- **WHAT YOU NEED TO DO**
Rewrite the listing below with every "pixel location" changed to "image coordinates", keeping everything else the same.

- **RAW DATA**
● ● ● ●
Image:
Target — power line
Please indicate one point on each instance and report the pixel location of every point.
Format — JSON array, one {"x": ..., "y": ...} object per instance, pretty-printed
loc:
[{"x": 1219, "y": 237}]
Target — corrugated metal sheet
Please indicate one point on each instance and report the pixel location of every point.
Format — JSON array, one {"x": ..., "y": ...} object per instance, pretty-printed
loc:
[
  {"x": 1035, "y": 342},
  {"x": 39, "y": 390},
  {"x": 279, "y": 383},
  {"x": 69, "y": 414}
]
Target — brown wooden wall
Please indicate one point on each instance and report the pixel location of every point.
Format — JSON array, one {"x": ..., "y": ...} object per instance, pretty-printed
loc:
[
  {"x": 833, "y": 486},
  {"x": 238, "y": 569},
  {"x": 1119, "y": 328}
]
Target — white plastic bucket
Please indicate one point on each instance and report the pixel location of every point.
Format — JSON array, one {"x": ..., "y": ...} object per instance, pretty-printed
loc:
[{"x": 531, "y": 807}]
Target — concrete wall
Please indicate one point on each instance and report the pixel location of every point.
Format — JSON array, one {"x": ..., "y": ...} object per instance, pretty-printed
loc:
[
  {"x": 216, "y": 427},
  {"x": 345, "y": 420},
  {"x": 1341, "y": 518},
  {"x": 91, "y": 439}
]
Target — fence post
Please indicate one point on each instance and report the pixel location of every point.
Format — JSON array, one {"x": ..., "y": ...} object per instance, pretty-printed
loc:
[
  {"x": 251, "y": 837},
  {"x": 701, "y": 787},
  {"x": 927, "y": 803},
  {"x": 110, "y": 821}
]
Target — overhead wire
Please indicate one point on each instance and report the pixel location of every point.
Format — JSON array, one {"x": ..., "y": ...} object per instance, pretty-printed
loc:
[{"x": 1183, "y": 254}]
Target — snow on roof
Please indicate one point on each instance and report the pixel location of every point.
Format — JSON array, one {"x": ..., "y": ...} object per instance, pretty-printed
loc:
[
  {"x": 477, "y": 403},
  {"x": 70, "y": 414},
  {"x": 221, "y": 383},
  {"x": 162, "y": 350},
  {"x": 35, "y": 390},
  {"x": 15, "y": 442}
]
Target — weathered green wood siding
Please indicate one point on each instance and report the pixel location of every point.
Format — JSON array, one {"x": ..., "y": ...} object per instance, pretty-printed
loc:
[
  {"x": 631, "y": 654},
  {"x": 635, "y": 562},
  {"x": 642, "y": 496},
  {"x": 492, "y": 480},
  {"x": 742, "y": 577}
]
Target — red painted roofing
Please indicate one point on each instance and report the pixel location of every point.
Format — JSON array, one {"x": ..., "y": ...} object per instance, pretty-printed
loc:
● ● ● ●
- **CORRECT RESPONSE**
Image:
Target — power line
Please indicate one point on each instance and report the image coordinates of every point.
Format — JSON array, one {"x": ..., "y": ...} object per instance, pretty-printed
loc:
[{"x": 1219, "y": 237}]
Target — corrugated metal sheet
Please indicate one point on each instance and report the image coordinates of every point.
Format — JSON array, one {"x": ..., "y": ...} object per instance, pretty-printed
loc:
[
  {"x": 1035, "y": 342},
  {"x": 39, "y": 390},
  {"x": 279, "y": 383},
  {"x": 69, "y": 414}
]
Target — brown wooden wall
Please indicate one point on each instance and report the image coordinates of every point.
Format — JSON array, one {"x": ..., "y": ...} object per instance, pretty-printed
loc:
[
  {"x": 833, "y": 486},
  {"x": 238, "y": 569},
  {"x": 1119, "y": 328}
]
Target — white plastic bucket
Please indicate one point on each instance and report the image coordinates of every point.
Format — JSON array, one {"x": ..., "y": ...} object per instance, pretty-printed
loc:
[{"x": 531, "y": 807}]
Target — concrete wall
Please indicate one point on each instance and report the image coordinates of every point.
Format — JSON array, one {"x": ..., "y": ...} object per instance, pretty-printed
loc:
[
  {"x": 216, "y": 427},
  {"x": 345, "y": 420},
  {"x": 1341, "y": 518},
  {"x": 91, "y": 439}
]
Target — fence post
Please indicate one point on each instance and report the image coordinates of every point.
Format — JSON array, one {"x": ..., "y": ...} object per instance, pretty-printed
loc:
[
  {"x": 251, "y": 837},
  {"x": 701, "y": 787},
  {"x": 927, "y": 803},
  {"x": 110, "y": 821}
]
Target — overhead wire
Please indicate one point on each instance and report the image coordinates of every point.
Format — JSON array, one {"x": ..., "y": ...} object per instance, pretty-printed
loc:
[{"x": 1183, "y": 254}]
Target — snow on roof
Please indicate one point on each instance and report the image coordinates of every point.
Format — JSON array, one {"x": ..., "y": ...} object per instance, pretty-printed
loc:
[
  {"x": 477, "y": 403},
  {"x": 70, "y": 414},
  {"x": 221, "y": 383},
  {"x": 162, "y": 350},
  {"x": 35, "y": 390},
  {"x": 15, "y": 442}
]
Target — weathered green wood siding
Please indicate one point on each instance and report the image coordinates of every point.
Format — JSON array, one {"x": ..., "y": ...} object per instance, pretty-printed
loc:
[
  {"x": 631, "y": 654},
  {"x": 635, "y": 562},
  {"x": 642, "y": 496},
  {"x": 492, "y": 480},
  {"x": 742, "y": 577}
]
Target — red painted roofing
Please indicate one point on each instance and report the image coordinates of every point.
Format — JSON array, one {"x": ..., "y": ...} object per instance, pretty-printed
loc:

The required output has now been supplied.